■ **Görev Koşulları**:
İhlâs düsturlarını anlatan metni son cümlesinden sonra devam ettirin.

─── Alıntı

İhlâs Risâlesi'nde anlatılan düsturlar herkes için, hayatın her ânında önemli ve gereklidir. Bunların sadece öğrenilmesi yeterli değildir. Düsturların ikisi, daha ziyade ferd ve ferdî ihlâsla alâkalı görülürken diğer düsturlar ve anlatılan hususlar içtimaîdir. Yani ferdî ihlâstan ziyade cemaat ihlâsı, içtimaî ihlâs, ihlâsla hizmet veya daha farklı bir kelimeyle ifade edilecek olursa âhenkle hizmet nazara verilmektedir. Bu düsturlar sık sık hatırlanmalı, hattâ unutulmamalı, dahası bunlar insan tabiatının bir yanı hâline getirilmelidir. Nitekim Üstad da bunları anlatmaya başlamadan önce buna dikkat çekmekte ve "ihlâsı kazanmak, muhafaza etmek ve mânileri def etmek" için bu düsturların rehber edilmesi gerektiğini söylemektedir. İhlâs kazanılmışsa, kazanılan ihlâsın korunması ve önüne çıkacak engellerin bertaraf edilmesi için bu düsturlar elzemdir. Şimdi bu düsturları tekrar hatırlayalım:

Birinci Düstur:

Amelinizde rıza-yı İlâhî olmalı
Allah rızası bütün amellerin önünde, olmazsa olmaz bir duygu olarak bulunmalıdır. Namaz kılarken Allah rızası, kitap okurken Allah rızası, ailenin geçimini sağlarken Allah rızası, i'lâ-yı kelimetullah için yapılan hizmetlerde Allah rızası… Allah için yapılan hizmetlerde zaman zaman farklı mülâhazalara girilebilmektedir. "En güzel ve başarılı hizmeti yapma ve bunu herkese gösterme" şeklinde bir niyet bazen insanların zihinlerine gelebilmekte ve riyaya kapı aralanabilmektedir. Halbuki, "Allah, ancak kendi rızası umularak ve Allah için hâlisane yapılan amelleri kabul eder." (Nesai, Cihad 24)

──────
─── Saklanan Kayıtlar

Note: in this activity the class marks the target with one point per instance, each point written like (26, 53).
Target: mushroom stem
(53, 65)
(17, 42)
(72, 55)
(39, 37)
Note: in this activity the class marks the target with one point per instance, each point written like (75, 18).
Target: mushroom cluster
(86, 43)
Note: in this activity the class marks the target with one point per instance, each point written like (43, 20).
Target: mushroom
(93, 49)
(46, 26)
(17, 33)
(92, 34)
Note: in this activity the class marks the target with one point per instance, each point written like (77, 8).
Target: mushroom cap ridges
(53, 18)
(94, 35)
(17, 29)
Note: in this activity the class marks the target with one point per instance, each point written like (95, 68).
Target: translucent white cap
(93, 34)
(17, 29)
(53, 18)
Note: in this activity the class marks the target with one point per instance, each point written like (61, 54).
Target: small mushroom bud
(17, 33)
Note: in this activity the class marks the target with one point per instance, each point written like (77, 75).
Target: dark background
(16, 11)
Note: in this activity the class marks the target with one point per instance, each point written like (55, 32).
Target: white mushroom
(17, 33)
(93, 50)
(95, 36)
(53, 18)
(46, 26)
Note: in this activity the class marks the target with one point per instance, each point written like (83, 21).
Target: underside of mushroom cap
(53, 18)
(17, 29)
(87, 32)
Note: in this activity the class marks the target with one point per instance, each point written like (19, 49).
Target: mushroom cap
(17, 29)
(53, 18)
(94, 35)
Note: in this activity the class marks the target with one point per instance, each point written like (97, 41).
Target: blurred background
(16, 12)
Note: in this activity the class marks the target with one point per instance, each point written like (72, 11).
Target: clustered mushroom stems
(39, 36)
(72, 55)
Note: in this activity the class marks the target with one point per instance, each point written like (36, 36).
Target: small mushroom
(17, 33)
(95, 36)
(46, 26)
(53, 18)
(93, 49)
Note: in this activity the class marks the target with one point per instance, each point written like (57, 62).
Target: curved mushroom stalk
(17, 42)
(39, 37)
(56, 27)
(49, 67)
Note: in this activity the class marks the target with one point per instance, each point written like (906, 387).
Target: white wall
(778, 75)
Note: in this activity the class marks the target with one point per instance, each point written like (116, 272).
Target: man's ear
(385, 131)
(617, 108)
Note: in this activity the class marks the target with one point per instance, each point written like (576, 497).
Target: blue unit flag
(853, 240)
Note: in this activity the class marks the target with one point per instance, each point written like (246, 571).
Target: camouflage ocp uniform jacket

──────

■ **Alıştırma Çıktısı**:
Herkes razı edilse bile Allah'ın razı olmadığı bir hizmet makbul değildir. Zîrâ hizmetler, sınırlı dünya hayatı için değildir. İnsanın ebedî saadeti, Allah'ın rızasını elde etmesi sonucu Cennet'te tecelli edecektir. Allah razı olmadıktan sonra milyonlarca insan bir hizmeti alkışlasa bile bu, beş para etmez, O'nun nezdinde bir kıymeti olmaz.

İkinci Düstur:

Bu hizmet-i Kur'âniye'de bulunan kardeşlerinizi tenkid etmemek ve onların üstünde fazilet-füruşluk nev'inden gıbta damarını tahrik etmemektir.

Bu düsturda beraber yaşamanın ve ortak bir hedef olarak Allah rızasına yürümenin önündeki iki temel problem nazara verilmektedir: Tenkid ve insanları gıbtaya sevk etmek.

Herkes yaptığı hizmetlerden bahsederken diğer insanların duygularını da dikkate almalı ve başkalarını kıskançlık ve gıptaya sevk etmemelidir. Allah için yapılan hizmetlerde çok önemli olan bu düstur hayata taşınmayınca herkesi tenkit ve kendi yaptıklarını büyüterek anlatma gibi bir hastalık ortaya çıkar.

Evet, "Her şeyi tenkit, her şeye itiraz, bir yıkma hamlesidir. Şayet insan, bir şeyi beğenmiyorsa, ondan daha iyisini yapmaya çalışmalıdır. Zîrâ, yıkmaktan harabeler, yapmaktan da mâmûreler meydana gelir."8

Tenkit meselesine bir fabrikanın çarklarının âhenkle işlemesi misâl veriliyor. Allah yolunda hizmet edenler de şuurlu olarak işlerini ve hizmetteki vazifelerini âhenkle yapmalı, bir fabrikanın çarkları gibi düzenli çalışmalı; birbirini tenkit ederek çalışma azmini kırmamalıdır.

Üçüncü Düstur:

Bütün kuvvetinizi hakta ve ihlâsta bilmelisiniz.
Bediüzzaman Hazretleri bu düsturun açıklamasında hem bir durumu tespit etmekte hem de yapılan hizmetler vesilesiyle talebelerine iltifat etmektedir. Zîrâ, kendisinin İstanbul'da ve kendi memleketinde daha fazla imkânı ve yardımcıları varken, Barla'da yedi-sekiz senede yapılan hizmet daha fazla muvaffakiyet göstermiştir. Ona göre bunun sebebi de Barla'daki talebelerin ihlâsla hizmet aşk u şevki içinde olmalarıdır. Ayrıca burada "Şefkat Tokatları" nazara verilmektedir ki, bunlar Allah için çalışan insanların bazı sebeplerle ellerini hizmetten çekmeleri ve ihlâsı kırmaları neticesi olarak gelmektedir.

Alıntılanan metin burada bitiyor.